AUFGABE A:
Wann gründete Rotraud Perner laut dem vorgegebenen Text die erste Wiener Sexualberatungsstelle?
AUFGABE B:
Aktualisiere im vorgegebenen Text den Abschnitt von "Rotraud Perner gilt" bis einschließlich "seit Wilhelm Reich.", indem du "KollegInnen" durch "Kolleginnen und Kollegen" ersetzt.

Die Wahrheit wird euch frei machen

Buchbesprechung
Christian Rieder:

Sexuelle Gewalt im kirchlichen Bereich und anderswo
Prävention, Behandlung, Heilung

Die Wahrheit wird euch frei machen

Autor: Rotraud A. Perner
Verlag: Gezeiten Verlag, Wien; 2006
Gebundene Ausgabe: 292 Seiten
Preis: 21,50 €
ISBN-13: 978-3-9502272-0-8

Rotraud Perner gilt als eine der renommiertesten Gewalt- und Sexualforscherinnen des deutschen Sprachraums. In den späten 80er Jahren gründete sie mit einigen KollegInnen die erste (und später zweite) Wiener Sexualberatungsstelle seit Wilhelm Reich.

Mit ihrem, im Gezeiten-Verlag veröffentlichten Buch „Die Wahrheit wird euch frei machen“ gelingt es Perner praxisnahe ein bis heute tabuisiertes Thema zu vermitteln: Sexuelle Gewalt, insbesondere im kirchlichen Bereich. Im Zuge der von ihr geleisteten Dekuvrierung der Spirale der Macht, Gewalt und Sexualität stellt sie u.a. folgende Thesen auf:

  1. Nicht der Zölibat ist schuld an sexuellen Übergriffen von Geistlichen, sondern mangelndes Wissen über Sexualität (vor allem über jene von Kindern und Jugendlichen) UND die Unfähigkeit, richtig mit sexueller Energie umzugehen.

DATENAUSZUG:
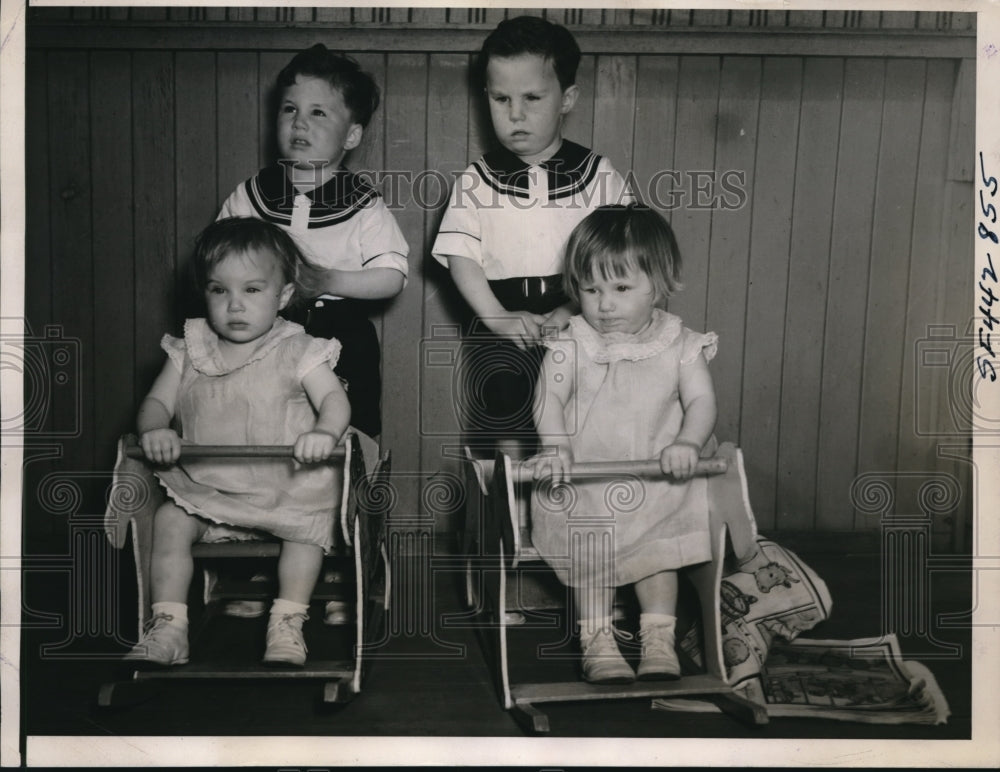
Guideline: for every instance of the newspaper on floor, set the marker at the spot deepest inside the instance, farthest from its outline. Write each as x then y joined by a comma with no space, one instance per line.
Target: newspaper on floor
864,680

LÖSUNG A:
In den späten 80er Jahren.

LÖSUNG B:
Rotraud Perner gilt als eine der renommiertesten Gewalt- und Sexualforscherinnen des deutschen Sprachraums. In den späten 80er Jahren gründete sie mit einigen Kolleginnen und Kollegen die erste (und später zweite) Wiener Sexualberatungsstelle seit Wilhelm Reich.